## Work to do
**a)** In the square root solution, what number are the top and bottom multiplied by to remove the fraction from the denominator?
**b)** Please write out the square root solution starting at "This looks like \( (a+b)^2" and ending at "- 2ab + b^2 \).".
**c)** Continue the square root solution from its final sentence.

## Given passage
Question 1. Find the square root of the following.
(ii) \( \frac{7 x^{2}+2 \sqrt{14} x+2}{x^{2}-\frac{1}{2} x+\frac{1}{16}} \)
Answer: We need to find the square root of the given fraction. First, let's look at the numerator and denominator separately to see if they can be written as perfect squares.
For the numerator: \( 7x^2 + 2\sqrt{14}x + 2 \)
This looks like \( (a+b)^2 = a^2 + 2ab + b^2 \).
We can write \( 7x^2 = (\sqrt{7}x)^2 \) and \( 2 = (\sqrt{2})^2 \).
The middle term is \( 2(\sqrt{7}x)(\sqrt{2}) = 2\sqrt{14}x \).
So, the numerator is \( (\sqrt{7}x + \sqrt{2})^2 \).
For the denominator: \( x^2 - \frac{1}{2}x + \frac{1}{16} \)
This looks like \( (a-b)^2 = a^2 - 2ab + b^2 \).
We can write \( x^2 = (x)^2 \) and \( \frac{1}{16} = \left(\frac{1}{4}\right)^2 \).
The middle term is \( -2(x)\left(\frac{1}{4}\right) = -\frac{2}{4}x = -\frac{1}{2}x \).
So, the denominator is \( \left(x - \frac{1}{4}\right)^2 \).
Now, substitute these back into the original expression:
\[ \sqrt{\frac{(\sqrt{7}x + \sqrt{2})^2}{\left(x - \frac{1}{4}\right)^2}} \]
Taking the square root of the numerator and the denominator gives:
\[ = \left| \frac{\sqrt{7}x + \sqrt{2}}{x - \frac{1}{4}} \right| \]
To simplify the denominator further, we can multiply the top and bottom by 4 to remove the fraction:
\[ = \left| \frac{4(\sqrt{7}x + \sqrt{2})}{4\left(x - \frac{1}{4}\right)} \right| \]
\[ = \left| \frac{4\sqrt{7}x + 4\sqrt{2}}{4x - 1} \right| \]In simple words: Look at the top and bottom parts of the fraction separately. Try to write each part as something squared. Once both are squared, you can easily take the square root of the whole fraction. Remember to use absolute values for the final answer.

## Supplied information
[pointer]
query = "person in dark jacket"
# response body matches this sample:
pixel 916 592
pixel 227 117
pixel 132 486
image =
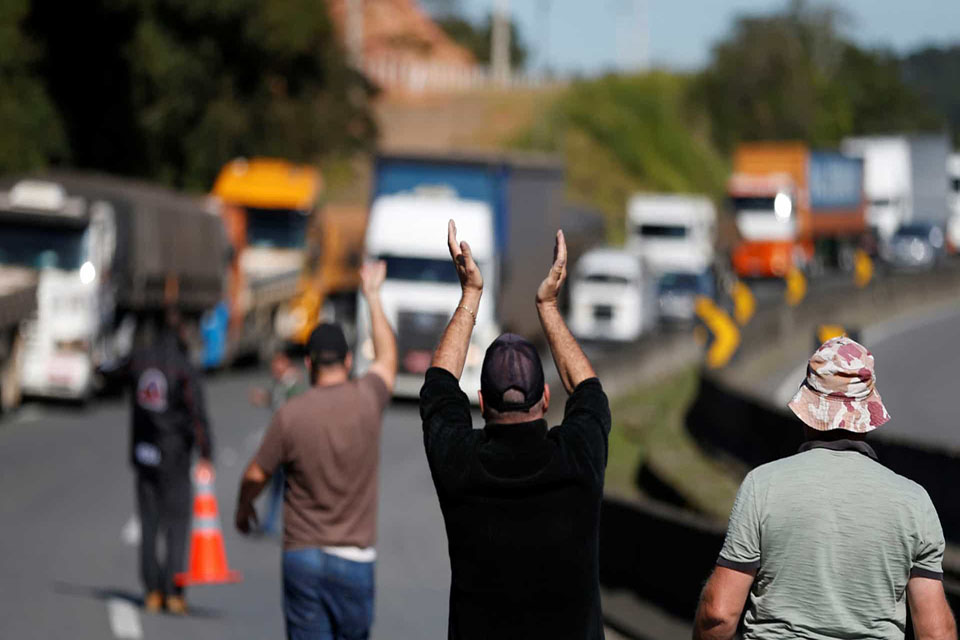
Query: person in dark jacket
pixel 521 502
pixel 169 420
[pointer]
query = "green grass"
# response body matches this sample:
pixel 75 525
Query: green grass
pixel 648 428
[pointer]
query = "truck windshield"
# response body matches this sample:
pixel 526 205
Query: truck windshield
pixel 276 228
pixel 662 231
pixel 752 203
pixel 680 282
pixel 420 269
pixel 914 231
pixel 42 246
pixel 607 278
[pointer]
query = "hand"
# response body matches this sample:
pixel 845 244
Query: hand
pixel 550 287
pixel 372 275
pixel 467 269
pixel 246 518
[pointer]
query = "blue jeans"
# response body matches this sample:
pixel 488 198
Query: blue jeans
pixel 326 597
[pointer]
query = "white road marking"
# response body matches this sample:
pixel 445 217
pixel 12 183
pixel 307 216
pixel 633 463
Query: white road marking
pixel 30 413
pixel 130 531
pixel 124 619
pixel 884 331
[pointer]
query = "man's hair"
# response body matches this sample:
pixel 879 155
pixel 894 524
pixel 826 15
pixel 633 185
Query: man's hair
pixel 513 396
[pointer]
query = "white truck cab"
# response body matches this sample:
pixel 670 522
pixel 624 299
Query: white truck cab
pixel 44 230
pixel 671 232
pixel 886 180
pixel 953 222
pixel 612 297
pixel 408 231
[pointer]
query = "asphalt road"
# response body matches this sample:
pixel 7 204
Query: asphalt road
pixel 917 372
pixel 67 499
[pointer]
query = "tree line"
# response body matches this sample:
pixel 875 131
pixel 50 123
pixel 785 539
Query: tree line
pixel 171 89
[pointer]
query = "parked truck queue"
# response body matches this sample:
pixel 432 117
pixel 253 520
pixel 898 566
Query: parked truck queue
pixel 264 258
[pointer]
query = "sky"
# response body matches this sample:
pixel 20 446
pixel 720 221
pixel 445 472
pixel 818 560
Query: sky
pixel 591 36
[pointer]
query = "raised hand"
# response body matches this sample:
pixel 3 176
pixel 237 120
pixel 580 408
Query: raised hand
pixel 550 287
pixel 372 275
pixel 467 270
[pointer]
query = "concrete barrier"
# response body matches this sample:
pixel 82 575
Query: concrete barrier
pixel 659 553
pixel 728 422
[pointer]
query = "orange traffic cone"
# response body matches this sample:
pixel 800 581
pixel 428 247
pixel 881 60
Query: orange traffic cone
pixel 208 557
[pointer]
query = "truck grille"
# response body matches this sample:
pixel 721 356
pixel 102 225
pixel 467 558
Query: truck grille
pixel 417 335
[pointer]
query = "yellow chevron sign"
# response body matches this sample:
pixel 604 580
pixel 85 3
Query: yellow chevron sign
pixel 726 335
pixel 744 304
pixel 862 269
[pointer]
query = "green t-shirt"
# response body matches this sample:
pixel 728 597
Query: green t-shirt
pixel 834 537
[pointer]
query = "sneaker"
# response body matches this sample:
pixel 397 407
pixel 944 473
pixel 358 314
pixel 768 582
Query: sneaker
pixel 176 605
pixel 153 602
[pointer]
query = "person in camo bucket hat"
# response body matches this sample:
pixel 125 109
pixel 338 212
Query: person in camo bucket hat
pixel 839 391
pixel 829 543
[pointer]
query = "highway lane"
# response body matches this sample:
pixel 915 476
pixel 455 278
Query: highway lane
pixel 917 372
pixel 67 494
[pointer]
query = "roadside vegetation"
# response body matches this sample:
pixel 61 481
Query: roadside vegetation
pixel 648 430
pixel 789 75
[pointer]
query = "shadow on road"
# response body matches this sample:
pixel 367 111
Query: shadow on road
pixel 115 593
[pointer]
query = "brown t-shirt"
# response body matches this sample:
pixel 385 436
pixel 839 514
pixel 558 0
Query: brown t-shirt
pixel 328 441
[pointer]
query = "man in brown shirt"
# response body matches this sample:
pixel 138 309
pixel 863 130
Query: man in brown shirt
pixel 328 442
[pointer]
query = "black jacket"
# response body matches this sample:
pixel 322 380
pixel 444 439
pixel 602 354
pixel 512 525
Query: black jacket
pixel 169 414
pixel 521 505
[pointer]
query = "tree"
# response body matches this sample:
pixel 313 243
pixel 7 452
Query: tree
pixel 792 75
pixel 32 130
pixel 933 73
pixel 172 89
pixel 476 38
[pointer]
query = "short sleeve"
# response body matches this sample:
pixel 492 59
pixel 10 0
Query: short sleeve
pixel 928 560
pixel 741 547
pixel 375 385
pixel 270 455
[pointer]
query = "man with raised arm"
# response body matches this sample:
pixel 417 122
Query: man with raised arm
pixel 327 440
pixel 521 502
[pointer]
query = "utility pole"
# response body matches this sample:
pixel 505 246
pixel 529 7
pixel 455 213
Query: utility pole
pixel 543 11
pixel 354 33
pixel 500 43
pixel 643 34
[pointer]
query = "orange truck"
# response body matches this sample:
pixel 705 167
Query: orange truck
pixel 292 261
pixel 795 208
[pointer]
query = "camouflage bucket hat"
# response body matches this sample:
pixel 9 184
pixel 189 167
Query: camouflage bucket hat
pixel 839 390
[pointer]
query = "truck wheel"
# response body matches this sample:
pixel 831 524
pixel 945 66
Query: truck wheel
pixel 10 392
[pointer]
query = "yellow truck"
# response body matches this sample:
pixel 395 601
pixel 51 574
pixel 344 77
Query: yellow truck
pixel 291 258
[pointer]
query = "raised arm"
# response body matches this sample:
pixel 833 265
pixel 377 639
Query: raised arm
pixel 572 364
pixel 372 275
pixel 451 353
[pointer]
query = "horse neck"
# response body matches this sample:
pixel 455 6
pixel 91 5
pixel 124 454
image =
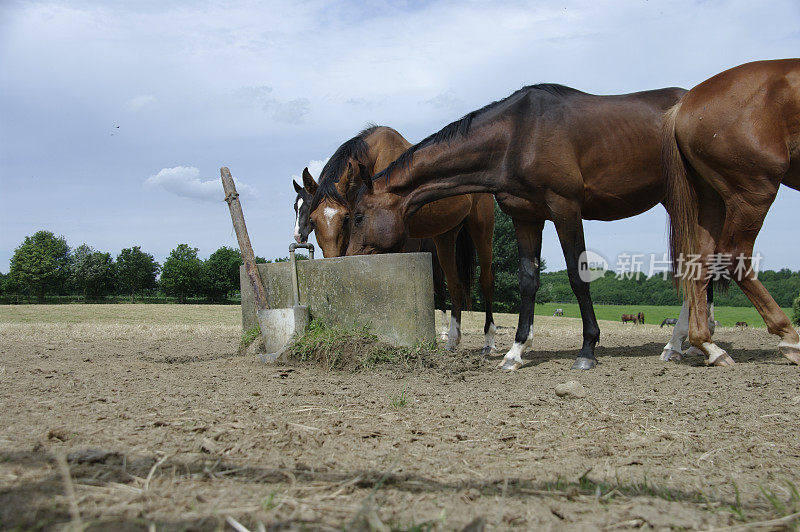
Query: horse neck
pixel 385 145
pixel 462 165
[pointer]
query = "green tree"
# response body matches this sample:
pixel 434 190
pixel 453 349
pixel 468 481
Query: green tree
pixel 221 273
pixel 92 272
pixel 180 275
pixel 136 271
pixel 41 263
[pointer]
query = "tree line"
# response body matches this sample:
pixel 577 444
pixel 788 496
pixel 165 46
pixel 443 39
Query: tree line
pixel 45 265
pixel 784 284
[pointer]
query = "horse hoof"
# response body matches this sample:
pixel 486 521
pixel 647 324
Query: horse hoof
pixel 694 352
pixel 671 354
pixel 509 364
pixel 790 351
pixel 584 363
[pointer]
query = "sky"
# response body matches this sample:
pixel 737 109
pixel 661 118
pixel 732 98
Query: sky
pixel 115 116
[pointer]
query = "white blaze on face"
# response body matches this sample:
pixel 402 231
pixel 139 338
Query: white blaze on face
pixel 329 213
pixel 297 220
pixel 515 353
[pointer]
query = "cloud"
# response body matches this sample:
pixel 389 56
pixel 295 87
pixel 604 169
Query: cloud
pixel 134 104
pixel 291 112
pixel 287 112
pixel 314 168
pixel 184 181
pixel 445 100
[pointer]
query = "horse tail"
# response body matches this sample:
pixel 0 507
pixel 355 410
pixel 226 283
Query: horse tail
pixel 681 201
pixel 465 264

## Written responses
**a)** 4

**b)**
This looks like \( (a+b)^2 = a^2 + 2ab + b^2 \).
We can write \( 7x^2 = (\sqrt{7}x)^2 \) and \( 2 = (\sqrt{2})^2 \).
The middle term is \( 2(\sqrt{7}x)(\sqrt{2}) = 2\sqrt{14}x \).
So, the numerator is \( (\sqrt{7}x + \sqrt{2})^2 \).
For the denominator: \( x^2 - \frac{1}{2}x + \frac{1}{16} \)
This looks like \( (a-b)^2 = a^2 - 2ab + b^2 \).

**c)**
🎯 Exam Tip: Always recognize and factorize perfect square trinomials (like \( a^2 \pm 2ab + b^2 \)) in both the numerator and denominator. This makes taking the square root much simpler and quicker. Also, pay attention to fractional coefficients in the middle term, as they often come from squaring fractions.
Question 1. Find the square root of the following.
(iii) \( \frac{121(a+b)^{8}(x+y)^{8}(b-c)^{8}}{81(b-c)^{4}(a-b)^{12}(b-c)^{4}} \)
Answer: To find the square root, we will simplify the expression inside the root first, just like in a normal fraction.
First, combine the terms with the same base in the denominator:
\( (b-c)^4 \times (b-c)^4 = (b-c)^{4+4} = (b-c)^8 \)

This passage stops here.